> **Short problem**:
Can you reproduce the listing below line for line, character for character, from its first line to its last?

> **Extracted material**:
########

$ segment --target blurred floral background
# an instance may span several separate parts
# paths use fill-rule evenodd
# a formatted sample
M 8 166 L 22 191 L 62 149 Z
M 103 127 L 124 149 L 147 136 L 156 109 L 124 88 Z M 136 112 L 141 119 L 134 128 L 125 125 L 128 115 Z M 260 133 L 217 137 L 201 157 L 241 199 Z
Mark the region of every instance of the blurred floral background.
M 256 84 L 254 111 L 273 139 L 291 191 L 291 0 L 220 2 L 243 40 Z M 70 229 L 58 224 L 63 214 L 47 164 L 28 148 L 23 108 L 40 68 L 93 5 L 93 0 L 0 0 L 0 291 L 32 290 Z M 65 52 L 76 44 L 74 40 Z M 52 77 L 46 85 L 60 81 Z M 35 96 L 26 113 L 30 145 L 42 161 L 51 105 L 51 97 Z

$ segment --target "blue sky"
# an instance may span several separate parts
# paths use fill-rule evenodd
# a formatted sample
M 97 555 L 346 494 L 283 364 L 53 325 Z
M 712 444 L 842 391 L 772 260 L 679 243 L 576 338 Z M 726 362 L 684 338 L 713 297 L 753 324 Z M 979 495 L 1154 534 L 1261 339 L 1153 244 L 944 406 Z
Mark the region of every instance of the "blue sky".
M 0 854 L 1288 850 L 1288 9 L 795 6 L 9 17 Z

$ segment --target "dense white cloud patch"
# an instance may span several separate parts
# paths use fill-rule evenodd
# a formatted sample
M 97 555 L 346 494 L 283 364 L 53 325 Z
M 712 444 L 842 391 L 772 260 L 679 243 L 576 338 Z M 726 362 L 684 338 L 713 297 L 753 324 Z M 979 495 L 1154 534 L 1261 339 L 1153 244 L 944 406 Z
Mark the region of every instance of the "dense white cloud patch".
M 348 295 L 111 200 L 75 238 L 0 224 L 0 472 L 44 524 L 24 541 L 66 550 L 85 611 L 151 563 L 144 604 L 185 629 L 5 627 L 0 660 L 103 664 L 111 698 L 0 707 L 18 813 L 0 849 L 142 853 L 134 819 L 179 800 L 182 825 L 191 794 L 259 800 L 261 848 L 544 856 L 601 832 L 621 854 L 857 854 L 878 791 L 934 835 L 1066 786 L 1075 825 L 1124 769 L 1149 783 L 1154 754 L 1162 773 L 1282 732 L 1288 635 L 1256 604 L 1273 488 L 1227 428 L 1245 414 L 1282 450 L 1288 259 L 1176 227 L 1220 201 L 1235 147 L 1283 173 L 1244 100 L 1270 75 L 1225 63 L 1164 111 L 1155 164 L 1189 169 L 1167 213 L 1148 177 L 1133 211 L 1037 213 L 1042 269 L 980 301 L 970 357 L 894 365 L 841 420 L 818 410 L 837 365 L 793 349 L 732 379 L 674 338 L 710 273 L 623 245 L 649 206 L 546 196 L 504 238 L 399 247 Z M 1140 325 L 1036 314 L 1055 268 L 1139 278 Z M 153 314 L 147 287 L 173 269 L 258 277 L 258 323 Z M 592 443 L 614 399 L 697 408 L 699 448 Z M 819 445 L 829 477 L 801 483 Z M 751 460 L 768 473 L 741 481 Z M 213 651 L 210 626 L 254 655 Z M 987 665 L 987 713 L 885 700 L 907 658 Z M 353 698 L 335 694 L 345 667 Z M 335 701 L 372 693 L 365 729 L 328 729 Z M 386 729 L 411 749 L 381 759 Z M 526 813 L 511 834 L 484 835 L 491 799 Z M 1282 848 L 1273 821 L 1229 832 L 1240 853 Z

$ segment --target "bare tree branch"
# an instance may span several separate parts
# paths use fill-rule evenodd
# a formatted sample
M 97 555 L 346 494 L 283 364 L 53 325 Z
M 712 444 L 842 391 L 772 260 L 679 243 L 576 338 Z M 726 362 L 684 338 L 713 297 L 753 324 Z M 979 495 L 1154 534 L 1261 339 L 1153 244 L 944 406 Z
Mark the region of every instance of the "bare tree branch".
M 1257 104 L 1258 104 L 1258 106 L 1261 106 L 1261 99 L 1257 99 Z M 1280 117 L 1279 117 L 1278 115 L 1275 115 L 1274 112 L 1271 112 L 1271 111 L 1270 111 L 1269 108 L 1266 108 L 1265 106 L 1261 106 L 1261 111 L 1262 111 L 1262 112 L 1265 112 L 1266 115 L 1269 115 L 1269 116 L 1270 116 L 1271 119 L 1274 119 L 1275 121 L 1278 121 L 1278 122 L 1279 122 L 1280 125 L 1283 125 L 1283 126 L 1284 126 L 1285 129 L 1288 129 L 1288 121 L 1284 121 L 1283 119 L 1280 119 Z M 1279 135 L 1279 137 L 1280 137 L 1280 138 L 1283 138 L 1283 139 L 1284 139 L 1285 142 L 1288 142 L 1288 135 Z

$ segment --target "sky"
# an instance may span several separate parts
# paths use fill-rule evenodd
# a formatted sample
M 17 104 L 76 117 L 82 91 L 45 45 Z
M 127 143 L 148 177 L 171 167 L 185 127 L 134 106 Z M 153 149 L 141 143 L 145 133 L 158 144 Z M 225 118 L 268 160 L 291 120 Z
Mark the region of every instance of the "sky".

########

> **Reply**:
$ segment --target blurred floral background
# an instance may span several separate parts
# paths use fill-rule evenodd
# a formatted sample
M 8 166 L 22 191 L 62 149 Z
M 103 127 L 124 149 L 147 136 L 156 109 L 124 88 Z M 136 112 L 141 119 L 134 128 L 125 125 L 128 115 Z M 260 133 L 217 137 L 201 157 L 241 199 Z
Mark the region of every instance of the blurred floral background.
M 256 84 L 254 111 L 273 139 L 291 191 L 291 0 L 220 2 L 243 40 Z M 70 229 L 58 224 L 63 214 L 47 164 L 28 148 L 23 108 L 40 68 L 93 5 L 93 0 L 0 0 L 0 291 L 32 290 Z M 65 52 L 76 44 L 74 40 Z M 52 77 L 46 85 L 60 81 Z M 35 96 L 26 113 L 30 145 L 42 161 L 51 105 L 51 97 Z

$ segment --target "blue sky"
# an instance may span several separate parts
# paths use fill-rule evenodd
# a formatted sample
M 97 555 L 346 494 L 283 364 L 53 325 Z
M 712 444 L 842 391 L 772 260 L 679 243 L 576 338 Z M 726 362 L 684 338 L 713 297 L 753 324 Z M 979 495 L 1154 534 L 1261 339 L 1153 244 L 944 406 Z
Mark the region of every instance of the "blue sky".
M 0 854 L 1288 850 L 1288 9 L 795 6 L 9 17 Z

$ segment --target "dense white cloud patch"
# an instance may span several separate parts
# paths use fill-rule evenodd
# a formatted sample
M 97 555 L 346 494 L 283 364 L 53 325 Z
M 712 444 L 842 391 L 772 260 L 679 243 L 576 338 Z M 726 362 L 684 338 L 713 297 L 753 324 Z M 979 495 L 1154 534 L 1261 339 L 1153 244 L 944 406 Z
Mark the region of every instance of the "dense white cloud patch".
M 348 295 L 111 200 L 75 238 L 0 224 L 0 472 L 44 524 L 24 541 L 66 550 L 85 611 L 151 563 L 144 604 L 185 629 L 5 627 L 0 660 L 103 664 L 111 698 L 0 707 L 18 813 L 0 849 L 142 853 L 134 819 L 179 800 L 182 825 L 191 794 L 259 800 L 261 848 L 544 856 L 601 832 L 621 854 L 857 854 L 878 791 L 934 835 L 1066 786 L 1075 825 L 1124 769 L 1149 783 L 1154 754 L 1162 773 L 1282 732 L 1288 635 L 1256 604 L 1273 488 L 1227 428 L 1245 414 L 1282 450 L 1288 259 L 1176 227 L 1220 201 L 1235 147 L 1283 173 L 1244 100 L 1270 75 L 1225 63 L 1164 111 L 1155 164 L 1189 169 L 1167 213 L 1148 177 L 1133 211 L 1037 213 L 1042 269 L 980 301 L 970 357 L 894 365 L 841 420 L 818 410 L 837 365 L 793 349 L 732 379 L 674 338 L 710 273 L 623 245 L 649 206 L 546 196 L 504 238 L 399 247 Z M 1140 325 L 1036 314 L 1055 268 L 1139 278 Z M 153 314 L 147 287 L 173 269 L 258 277 L 258 323 Z M 592 443 L 614 399 L 697 408 L 699 448 Z M 819 445 L 829 477 L 801 483 Z M 751 460 L 768 473 L 741 481 Z M 213 651 L 210 626 L 254 655 Z M 987 665 L 987 713 L 885 700 L 907 658 Z M 353 698 L 335 694 L 345 667 Z M 335 701 L 372 693 L 365 729 L 328 729 Z M 386 729 L 411 749 L 381 759 Z M 526 813 L 511 834 L 484 835 L 491 799 Z M 1282 848 L 1273 821 L 1229 832 L 1240 853 Z

$ segment --target "bare tree branch"
# an instance may span several separate parts
# paths use fill-rule evenodd
# a formatted sample
M 97 555 L 346 494 L 283 364 L 53 325 Z
M 712 444 L 842 391 L 772 260 L 679 243 L 576 338 Z M 726 362 L 684 338 L 713 297 L 753 324 Z M 979 495 L 1154 534 L 1261 339 L 1153 244 L 944 406 Z
Mark the region of every instance of the "bare tree branch".
M 1257 104 L 1258 104 L 1258 106 L 1261 106 L 1261 99 L 1257 99 Z M 1280 117 L 1279 117 L 1278 115 L 1275 115 L 1274 112 L 1271 112 L 1271 111 L 1270 111 L 1269 108 L 1266 108 L 1265 106 L 1261 106 L 1261 111 L 1262 111 L 1262 112 L 1265 112 L 1266 115 L 1269 115 L 1269 116 L 1270 116 L 1271 119 L 1274 119 L 1275 121 L 1278 121 L 1278 122 L 1279 122 L 1280 125 L 1283 125 L 1283 126 L 1284 126 L 1285 129 L 1288 129 L 1288 121 L 1284 121 L 1283 119 L 1280 119 Z M 1279 135 L 1279 137 L 1280 137 L 1280 138 L 1283 138 L 1283 139 L 1284 139 L 1285 142 L 1288 142 L 1288 135 Z

$ segment --target "sky"
# an instance may span several separate parts
# paths use fill-rule evenodd
# a formatted sample
M 17 104 L 76 117 L 82 91 L 45 45 Z
M 127 143 L 148 177 L 171 167 L 185 127 L 134 106 Z M 153 149 L 141 143 L 145 133 L 158 144 Z M 225 118 L 268 160 L 291 120 Z
Mark the region of every instance of the "sky".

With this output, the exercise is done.